EXTRAIT FOURNI:
* * * * *

La crise du coronavirus a touché tous les clubs anglais. Certains, qui étaient déjà en difficulté, l’ont été plus que d’autres. Et la situation devient désormais critique, alors que les revenus liés aux jours de matchs sont au néant depuis le mois de mars.
Après d’âpres discussions, les clubs de l’England Football League viennent d’accepter une offre d’aide de la Premier League, à hauteur de 50M£ pour les équipes de League One et League Two. Il reste cependant à s’entendre sur l’accord final du plan de sauvetage, et la répartition entre les clubs. Les équipes de Championship sont, elles, invitées à demander de l’aide à la Premier League au cas par cas, si nécessaire.
Le président du DCMS (Département du numérique, de la Culture, des Médias et du Sport), Julian Knight, a déclaré lors de l’audition de la commission parlementaire spéciale du 10 novembre, qu’environ dix clubs de l’EFL auront du mal à payer leurs salariés ce mois-ci. Une réunion va être organisée prochainement afin de préserver l’avenir du football après la crise du Covid-19.
Un nouvel écosystème pour les Shrimpers?
Durant les années 1990, le club a commencé à étudier la construction d’un nouveau stade sur le site de Fossets Farm, sur des terrains proches du Roots Hall. Depuis, peu d’aménagements ont été faits. Et le stade des Shrimpers commence à être vétuste.
D’une capacité de 12392 places, Il est implanté au cœur d’un quartier résidentiel. C’est un stade qui plaît aux amateurs de stades typiques britanniques. Avec ses quatre tribunes séparées, leur proximité du terrain (derrière les buts, vous êtes à un bras tendu des filets), ses projecteurs traditionnels… Bref le Roots Hall est « a proper ground » comme aiment le dire les anglais.

* * * * *

LISTE DES TÂCHES:
**A.** D'après l'extrait sur le football anglais, combien de places compte le Roots Hall ?
**B.** Poursuivez l'extrait sur le football anglais à partir de sa dernière phrase.

SECTION DES DONNÉES:

* * * * *

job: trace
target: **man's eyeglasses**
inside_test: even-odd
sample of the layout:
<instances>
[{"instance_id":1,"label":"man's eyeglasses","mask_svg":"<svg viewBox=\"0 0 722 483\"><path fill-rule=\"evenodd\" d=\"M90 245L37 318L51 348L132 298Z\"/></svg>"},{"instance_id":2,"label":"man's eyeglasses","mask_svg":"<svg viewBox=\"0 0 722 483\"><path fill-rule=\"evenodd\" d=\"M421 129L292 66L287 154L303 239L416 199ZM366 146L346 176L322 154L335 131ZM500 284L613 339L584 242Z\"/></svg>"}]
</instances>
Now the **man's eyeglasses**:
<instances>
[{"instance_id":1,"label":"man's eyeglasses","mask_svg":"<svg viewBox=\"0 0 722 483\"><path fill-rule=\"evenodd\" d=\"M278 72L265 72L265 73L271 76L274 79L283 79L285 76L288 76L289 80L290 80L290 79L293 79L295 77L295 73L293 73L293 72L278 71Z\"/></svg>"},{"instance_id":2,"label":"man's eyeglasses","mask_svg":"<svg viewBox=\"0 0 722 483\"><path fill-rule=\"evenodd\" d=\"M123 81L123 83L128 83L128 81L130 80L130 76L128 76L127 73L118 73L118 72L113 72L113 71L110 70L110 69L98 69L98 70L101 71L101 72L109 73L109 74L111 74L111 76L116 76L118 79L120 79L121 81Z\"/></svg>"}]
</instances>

* * * * *

RÉSULTATS PAR TÂCHE:
**A.** 12392 places.

**B.**
De nombreuses péripéties, surtout au niveau de l’obtention des terrains nécessaires, ont empêché le développement du nouveau stade ces dix dernières années. Mais en avril 2020, le club a conclu un accord pour vendre leur terrain du Roots Hall au promoteur immobilier.
Plus de cinq cents logements seront construits sur le site de l’ancien stade lorsque le club déménagera dans son nouveau stade de 21 000 places, Fossetts Farm. Aussi, huit cents autres logements seront construits autour de la nouvelle enceinte.
Avec un coût de 25M£, la construction doit débuter en 2021, pour une durée prévue de trois ans. Cet accord empêche cependant Southend d’apporter autour de son nouveau stade les commerces, le cinéma ou les restaurants initialement désirés. Ron Martin compte pourtant sur le développement de ce nouveau stade. Il espère en obtenir de nouveaux revenus qui permettront au club de ne plus être endetté.
Le sauvetage du club doit passer d’abord par des résultats sportifs dès que possible. Espérons pour Southend United que la victoire à Walsall n’était pas « un accident » et que la levée de l’embargo sur les transferts permettra un renouvellement de l’équipe. Il faudra aussi que Ron Martin décide d’investir, ou cherche un repreneur. Mais il ne paraît pas en avoir la capacité actuellement en raison de la crise du Covid qui touche tous les secteurs du football.